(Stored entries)
Segment Open
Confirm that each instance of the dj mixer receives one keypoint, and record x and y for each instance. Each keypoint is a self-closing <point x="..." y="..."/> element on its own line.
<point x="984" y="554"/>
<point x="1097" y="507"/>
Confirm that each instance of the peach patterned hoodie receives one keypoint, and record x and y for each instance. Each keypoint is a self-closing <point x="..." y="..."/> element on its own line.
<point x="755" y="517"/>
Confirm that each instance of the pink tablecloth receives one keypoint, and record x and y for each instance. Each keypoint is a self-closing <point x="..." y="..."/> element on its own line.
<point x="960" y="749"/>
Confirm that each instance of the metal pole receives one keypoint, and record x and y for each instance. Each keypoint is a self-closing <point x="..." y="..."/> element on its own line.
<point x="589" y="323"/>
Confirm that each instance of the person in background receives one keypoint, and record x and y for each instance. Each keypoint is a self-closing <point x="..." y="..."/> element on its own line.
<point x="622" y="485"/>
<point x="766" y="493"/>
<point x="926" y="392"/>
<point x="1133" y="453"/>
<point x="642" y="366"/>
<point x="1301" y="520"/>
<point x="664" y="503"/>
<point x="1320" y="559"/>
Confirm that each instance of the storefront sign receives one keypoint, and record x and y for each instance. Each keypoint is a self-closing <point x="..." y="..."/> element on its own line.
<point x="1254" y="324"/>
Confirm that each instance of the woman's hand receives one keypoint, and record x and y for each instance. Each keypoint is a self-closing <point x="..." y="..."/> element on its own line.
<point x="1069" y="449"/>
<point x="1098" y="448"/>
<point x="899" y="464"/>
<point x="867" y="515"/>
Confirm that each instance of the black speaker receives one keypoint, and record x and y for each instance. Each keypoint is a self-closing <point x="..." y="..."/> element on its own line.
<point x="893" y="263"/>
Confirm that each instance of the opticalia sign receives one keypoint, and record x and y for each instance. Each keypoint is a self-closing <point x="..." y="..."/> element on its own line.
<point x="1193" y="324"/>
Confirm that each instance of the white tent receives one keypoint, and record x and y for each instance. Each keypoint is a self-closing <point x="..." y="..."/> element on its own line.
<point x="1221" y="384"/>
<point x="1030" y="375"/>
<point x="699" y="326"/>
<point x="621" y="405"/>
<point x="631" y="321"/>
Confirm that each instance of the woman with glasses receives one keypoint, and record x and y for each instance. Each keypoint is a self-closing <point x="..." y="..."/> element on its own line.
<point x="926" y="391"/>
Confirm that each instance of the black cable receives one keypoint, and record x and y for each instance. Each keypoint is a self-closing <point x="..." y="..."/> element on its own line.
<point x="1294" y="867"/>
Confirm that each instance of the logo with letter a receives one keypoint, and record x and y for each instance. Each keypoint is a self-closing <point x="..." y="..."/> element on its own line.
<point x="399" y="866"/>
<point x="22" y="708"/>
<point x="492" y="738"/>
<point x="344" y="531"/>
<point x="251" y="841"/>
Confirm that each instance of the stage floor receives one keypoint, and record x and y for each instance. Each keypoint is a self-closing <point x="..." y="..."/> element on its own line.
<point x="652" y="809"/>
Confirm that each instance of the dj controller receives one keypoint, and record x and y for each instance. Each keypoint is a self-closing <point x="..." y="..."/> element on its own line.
Segment Closed
WHAT TO DO
Copy the data above in full, character for character.

ANSWER
Confirm that each instance of the dj mixer receives one keypoint, and record x and y for each instance. Each keypoint is a self-closing <point x="..." y="..."/> element on its own line.
<point x="984" y="554"/>
<point x="1097" y="507"/>
Confirm that each instance of the peach patterned hoodie receives one keypoint, and record x and y for each instance. Each keypoint is a self-closing <point x="..." y="..."/> element on its own line.
<point x="755" y="517"/>
Confirm that each instance of the pink tablecloth receives one keypoint, and record x and y for each instance. Each keypoint is a self-closing <point x="..." y="..."/> element on its own line.
<point x="960" y="749"/>
Confirm that each instance of the metal pole receives one keypoint, and record x and y for each instance. Each keypoint is a self-closing <point x="..." y="..."/> element on its own line.
<point x="589" y="323"/>
Confirm that each instance of the person in background receives one keypoint, and record x and y for each instance. Each keypoint is a self-closing <point x="..." y="..."/> element on its own line.
<point x="622" y="485"/>
<point x="766" y="493"/>
<point x="926" y="392"/>
<point x="1133" y="453"/>
<point x="642" y="366"/>
<point x="1301" y="520"/>
<point x="664" y="503"/>
<point x="1320" y="559"/>
Confirm that each instance of the storefront sign receives one keypoint, and record x and y for each instance. Each keypoint is a self-closing <point x="..." y="..."/> element on its own line.
<point x="1254" y="324"/>
Confirm that each instance of the woman's hand receives one keypoint, and record x and y for each instance. Each keypoint is a self-closing <point x="..." y="..."/> element on its own line.
<point x="1069" y="449"/>
<point x="1098" y="448"/>
<point x="899" y="464"/>
<point x="867" y="515"/>
Confirm that each instance of the black speaker receives one keypoint, and record x and y for each instance. Each keypoint is a self-closing <point x="..." y="..."/> element on its own line.
<point x="893" y="263"/>
Confirm that each instance of the opticalia sign receives one keypoint, and record x and y for each instance. Each keypoint is a self-closing <point x="..." y="..."/> element on its own line.
<point x="1193" y="324"/>
Confirm that each instance of the white tent receives one keypoint, and record x and y for each instance. Each keypoint is a self-closing <point x="..." y="..."/> element on its own line.
<point x="1221" y="384"/>
<point x="1030" y="375"/>
<point x="699" y="326"/>
<point x="621" y="405"/>
<point x="631" y="321"/>
Confirm that each instance of the woman with glasses receives one keypoint, and record x and y for each instance. Each keypoint is a self-closing <point x="..." y="..."/> element on its own line.
<point x="926" y="391"/>
Confirm that each instance of the black cable receives one keypoint, and record x and y for each instance. Each keypoint is a self-closing <point x="..." y="..."/> element on its own line.
<point x="1294" y="867"/>
Confirm that each instance of the logo with letter a receives one keypoint, and record x and y for each instance. Each keypoint is a self-closing <point x="..." y="..."/> element on its own line.
<point x="399" y="866"/>
<point x="22" y="708"/>
<point x="492" y="738"/>
<point x="344" y="531"/>
<point x="251" y="841"/>
Confirm that each instance of the stage floor receives one keypoint, and record x and y for each instance. Each keypoint is a self-closing <point x="..." y="..."/> element on its own line.
<point x="652" y="809"/>
Confirm that each instance of the dj controller receives one keypoint, and record x and y for each instance. Each keypoint is a self-closing <point x="..." y="..."/> element on its own line.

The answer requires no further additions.